Saved data entries:
-- Begin --

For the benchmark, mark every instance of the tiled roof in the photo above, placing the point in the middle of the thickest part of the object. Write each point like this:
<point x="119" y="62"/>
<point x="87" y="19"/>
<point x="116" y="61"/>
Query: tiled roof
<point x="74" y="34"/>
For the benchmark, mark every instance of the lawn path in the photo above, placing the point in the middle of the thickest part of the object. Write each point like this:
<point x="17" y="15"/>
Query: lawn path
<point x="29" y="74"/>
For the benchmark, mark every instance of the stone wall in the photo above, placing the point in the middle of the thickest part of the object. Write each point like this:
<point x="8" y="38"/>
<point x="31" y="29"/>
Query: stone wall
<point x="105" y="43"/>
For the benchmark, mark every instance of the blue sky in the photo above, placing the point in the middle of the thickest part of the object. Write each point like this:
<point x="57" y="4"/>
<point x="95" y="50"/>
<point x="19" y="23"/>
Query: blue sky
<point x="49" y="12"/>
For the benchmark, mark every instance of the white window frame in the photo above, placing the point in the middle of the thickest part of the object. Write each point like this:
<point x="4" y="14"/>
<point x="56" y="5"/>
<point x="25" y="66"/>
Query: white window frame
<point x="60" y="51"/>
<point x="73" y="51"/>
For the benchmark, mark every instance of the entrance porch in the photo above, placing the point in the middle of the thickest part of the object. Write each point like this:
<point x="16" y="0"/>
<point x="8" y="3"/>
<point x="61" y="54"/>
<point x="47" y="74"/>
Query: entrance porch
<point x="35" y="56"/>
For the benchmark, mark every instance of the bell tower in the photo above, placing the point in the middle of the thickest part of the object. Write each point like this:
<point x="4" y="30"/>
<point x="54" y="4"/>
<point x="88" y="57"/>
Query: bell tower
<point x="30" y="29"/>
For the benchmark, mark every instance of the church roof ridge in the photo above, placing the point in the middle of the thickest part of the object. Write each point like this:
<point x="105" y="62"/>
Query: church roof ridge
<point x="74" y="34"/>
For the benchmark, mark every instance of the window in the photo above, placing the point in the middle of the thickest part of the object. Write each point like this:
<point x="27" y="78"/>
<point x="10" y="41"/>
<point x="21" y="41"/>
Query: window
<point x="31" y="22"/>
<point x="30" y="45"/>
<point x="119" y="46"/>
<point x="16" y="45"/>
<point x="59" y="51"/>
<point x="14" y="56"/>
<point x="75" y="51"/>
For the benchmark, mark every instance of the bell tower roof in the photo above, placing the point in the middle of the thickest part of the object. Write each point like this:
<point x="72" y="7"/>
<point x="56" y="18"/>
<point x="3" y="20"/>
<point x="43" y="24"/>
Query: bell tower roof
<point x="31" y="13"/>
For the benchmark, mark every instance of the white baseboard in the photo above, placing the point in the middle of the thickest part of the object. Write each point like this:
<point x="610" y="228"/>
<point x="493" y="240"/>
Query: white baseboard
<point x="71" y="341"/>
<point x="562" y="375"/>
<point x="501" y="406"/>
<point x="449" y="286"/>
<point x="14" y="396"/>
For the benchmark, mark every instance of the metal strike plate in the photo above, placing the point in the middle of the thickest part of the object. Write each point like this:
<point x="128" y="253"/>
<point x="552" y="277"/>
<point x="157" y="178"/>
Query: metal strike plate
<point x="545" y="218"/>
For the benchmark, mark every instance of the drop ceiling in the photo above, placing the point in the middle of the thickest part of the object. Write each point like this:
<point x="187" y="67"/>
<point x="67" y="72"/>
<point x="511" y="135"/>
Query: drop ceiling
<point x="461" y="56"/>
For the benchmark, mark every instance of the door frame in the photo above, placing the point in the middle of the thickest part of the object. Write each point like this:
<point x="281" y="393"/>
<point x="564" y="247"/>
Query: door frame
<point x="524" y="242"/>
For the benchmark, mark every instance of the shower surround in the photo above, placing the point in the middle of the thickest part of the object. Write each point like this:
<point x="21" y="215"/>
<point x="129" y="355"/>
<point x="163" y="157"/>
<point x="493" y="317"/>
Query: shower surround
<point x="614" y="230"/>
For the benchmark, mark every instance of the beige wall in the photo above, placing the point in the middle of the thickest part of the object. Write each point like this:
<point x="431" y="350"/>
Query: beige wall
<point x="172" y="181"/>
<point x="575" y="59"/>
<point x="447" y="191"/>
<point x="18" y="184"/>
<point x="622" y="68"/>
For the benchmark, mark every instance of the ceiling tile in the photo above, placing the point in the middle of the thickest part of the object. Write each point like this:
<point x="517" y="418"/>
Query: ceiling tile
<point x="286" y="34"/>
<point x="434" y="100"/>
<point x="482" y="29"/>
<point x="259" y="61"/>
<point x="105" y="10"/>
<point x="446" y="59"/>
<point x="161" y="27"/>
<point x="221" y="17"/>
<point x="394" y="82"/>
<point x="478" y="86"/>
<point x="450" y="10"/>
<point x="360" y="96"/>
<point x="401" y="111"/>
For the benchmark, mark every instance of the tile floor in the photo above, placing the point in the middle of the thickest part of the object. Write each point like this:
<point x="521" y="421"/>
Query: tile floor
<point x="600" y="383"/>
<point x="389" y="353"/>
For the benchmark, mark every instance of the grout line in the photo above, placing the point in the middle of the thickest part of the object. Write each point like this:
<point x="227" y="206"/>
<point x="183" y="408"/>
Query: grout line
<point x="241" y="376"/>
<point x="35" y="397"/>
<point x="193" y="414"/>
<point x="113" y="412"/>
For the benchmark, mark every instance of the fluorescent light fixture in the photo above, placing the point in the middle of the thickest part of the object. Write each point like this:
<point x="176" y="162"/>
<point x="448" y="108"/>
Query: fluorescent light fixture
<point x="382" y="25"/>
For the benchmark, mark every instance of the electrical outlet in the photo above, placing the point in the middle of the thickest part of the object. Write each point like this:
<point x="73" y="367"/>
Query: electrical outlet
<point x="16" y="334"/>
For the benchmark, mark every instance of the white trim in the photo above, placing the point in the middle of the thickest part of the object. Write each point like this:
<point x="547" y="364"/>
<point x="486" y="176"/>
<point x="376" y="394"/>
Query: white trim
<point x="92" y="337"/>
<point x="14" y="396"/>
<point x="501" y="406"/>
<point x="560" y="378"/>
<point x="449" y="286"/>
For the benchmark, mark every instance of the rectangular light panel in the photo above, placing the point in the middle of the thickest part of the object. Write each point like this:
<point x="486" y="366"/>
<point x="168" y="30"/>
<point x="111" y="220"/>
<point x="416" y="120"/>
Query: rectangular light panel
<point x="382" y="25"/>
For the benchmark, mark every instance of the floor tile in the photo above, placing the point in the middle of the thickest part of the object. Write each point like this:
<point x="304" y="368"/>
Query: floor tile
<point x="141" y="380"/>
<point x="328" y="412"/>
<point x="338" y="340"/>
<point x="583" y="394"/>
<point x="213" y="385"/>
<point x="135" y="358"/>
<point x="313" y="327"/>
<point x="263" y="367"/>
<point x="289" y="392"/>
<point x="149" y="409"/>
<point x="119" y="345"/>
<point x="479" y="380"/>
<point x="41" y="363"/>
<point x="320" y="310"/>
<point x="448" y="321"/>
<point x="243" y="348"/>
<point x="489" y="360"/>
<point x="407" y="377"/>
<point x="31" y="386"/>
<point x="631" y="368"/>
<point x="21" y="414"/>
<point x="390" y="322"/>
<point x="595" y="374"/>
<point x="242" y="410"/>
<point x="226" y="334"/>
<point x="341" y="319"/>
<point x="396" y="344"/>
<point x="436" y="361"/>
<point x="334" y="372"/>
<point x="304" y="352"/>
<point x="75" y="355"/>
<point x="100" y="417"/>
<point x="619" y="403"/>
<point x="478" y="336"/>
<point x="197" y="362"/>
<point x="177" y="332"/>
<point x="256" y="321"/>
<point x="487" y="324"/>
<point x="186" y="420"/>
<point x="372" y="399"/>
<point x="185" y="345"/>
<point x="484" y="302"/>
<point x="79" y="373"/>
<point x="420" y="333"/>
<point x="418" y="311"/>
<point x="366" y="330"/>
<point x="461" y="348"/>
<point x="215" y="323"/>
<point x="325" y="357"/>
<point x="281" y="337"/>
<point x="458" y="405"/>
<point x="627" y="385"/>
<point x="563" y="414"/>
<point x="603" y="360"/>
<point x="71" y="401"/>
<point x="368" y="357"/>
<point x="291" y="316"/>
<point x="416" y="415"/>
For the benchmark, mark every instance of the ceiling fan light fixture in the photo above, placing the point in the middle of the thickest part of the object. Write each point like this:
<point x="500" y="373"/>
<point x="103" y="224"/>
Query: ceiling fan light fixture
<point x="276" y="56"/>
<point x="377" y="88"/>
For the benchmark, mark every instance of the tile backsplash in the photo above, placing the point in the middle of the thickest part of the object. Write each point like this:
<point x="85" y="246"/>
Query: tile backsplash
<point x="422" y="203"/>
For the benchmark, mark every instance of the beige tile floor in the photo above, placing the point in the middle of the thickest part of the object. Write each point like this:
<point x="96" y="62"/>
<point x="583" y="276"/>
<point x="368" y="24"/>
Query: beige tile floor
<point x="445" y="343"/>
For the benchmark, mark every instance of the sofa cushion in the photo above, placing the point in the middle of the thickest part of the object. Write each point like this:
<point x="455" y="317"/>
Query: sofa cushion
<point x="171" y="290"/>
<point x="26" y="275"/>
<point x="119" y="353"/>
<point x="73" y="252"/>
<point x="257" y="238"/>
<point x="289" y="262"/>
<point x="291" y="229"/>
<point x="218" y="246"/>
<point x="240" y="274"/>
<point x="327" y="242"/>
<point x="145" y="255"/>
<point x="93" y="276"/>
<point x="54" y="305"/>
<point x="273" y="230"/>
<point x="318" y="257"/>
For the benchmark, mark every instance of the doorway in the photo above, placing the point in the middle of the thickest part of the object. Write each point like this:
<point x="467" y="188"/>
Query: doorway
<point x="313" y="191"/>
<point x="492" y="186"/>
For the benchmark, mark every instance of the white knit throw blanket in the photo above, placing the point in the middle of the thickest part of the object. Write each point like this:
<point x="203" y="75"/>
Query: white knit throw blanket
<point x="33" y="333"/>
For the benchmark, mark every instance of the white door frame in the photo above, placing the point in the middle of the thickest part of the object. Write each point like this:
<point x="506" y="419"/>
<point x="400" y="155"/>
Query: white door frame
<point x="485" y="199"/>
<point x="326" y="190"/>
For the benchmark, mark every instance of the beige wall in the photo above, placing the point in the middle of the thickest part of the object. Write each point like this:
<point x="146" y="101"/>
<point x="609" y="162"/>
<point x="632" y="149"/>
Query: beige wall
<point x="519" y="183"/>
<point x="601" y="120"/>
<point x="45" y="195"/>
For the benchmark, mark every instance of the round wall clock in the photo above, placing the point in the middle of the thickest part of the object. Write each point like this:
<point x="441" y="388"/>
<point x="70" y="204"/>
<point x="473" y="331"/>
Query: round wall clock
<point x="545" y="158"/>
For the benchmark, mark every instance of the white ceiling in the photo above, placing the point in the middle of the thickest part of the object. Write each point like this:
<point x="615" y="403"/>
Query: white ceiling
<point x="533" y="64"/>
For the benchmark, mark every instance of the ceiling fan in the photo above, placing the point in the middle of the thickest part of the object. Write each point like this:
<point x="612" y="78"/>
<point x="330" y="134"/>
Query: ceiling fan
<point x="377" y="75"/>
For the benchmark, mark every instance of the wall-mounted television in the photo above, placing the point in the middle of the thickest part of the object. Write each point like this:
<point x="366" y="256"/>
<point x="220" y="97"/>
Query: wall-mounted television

-- End --

== THE TASK ==
Starting with the line that contains "For the benchmark, mark every instance of the white door", return each line through the last one of the data above, exactly as written and nothing more.

== RESULT ==
For the benchmark, mark every instance of the white door frame in the photo above, placing the point in the middle of the thickest part of the object. Write each point like this:
<point x="506" y="419"/>
<point x="400" y="155"/>
Query: white door frame
<point x="485" y="199"/>
<point x="326" y="190"/>
For the benchmark, mark every instance of the beige wall in the photo above, placing the point in the middle of the thickest part of the object. Write each point like this:
<point x="146" y="101"/>
<point x="609" y="162"/>
<point x="632" y="149"/>
Query: beige wall
<point x="519" y="183"/>
<point x="601" y="120"/>
<point x="45" y="195"/>
For the benchmark, mark every instance of the round wall clock in the photo above, placing the point in the middle of the thickest part of the object. Write each point like this:
<point x="441" y="388"/>
<point x="70" y="204"/>
<point x="473" y="331"/>
Query: round wall clock
<point x="545" y="158"/>
For the benchmark, mark every instance of the white ceiling in the photo above, placing the point in the middle of the thickest part of the object. Write each point like this:
<point x="615" y="403"/>
Query: white ceiling
<point x="533" y="64"/>
For the benchmark, mark every instance of the ceiling fan in the photo above, placing the point in the middle of the thickest part of the object. Write each point like this:
<point x="612" y="78"/>
<point x="330" y="134"/>
Query: ceiling fan
<point x="377" y="75"/>
For the benchmark, mark every instance of the wall-mounted television in the photo above, placing the point in the middle of the thickest part of the object. Write each point like this:
<point x="366" y="256"/>
<point x="220" y="97"/>
Query: wall-mounted television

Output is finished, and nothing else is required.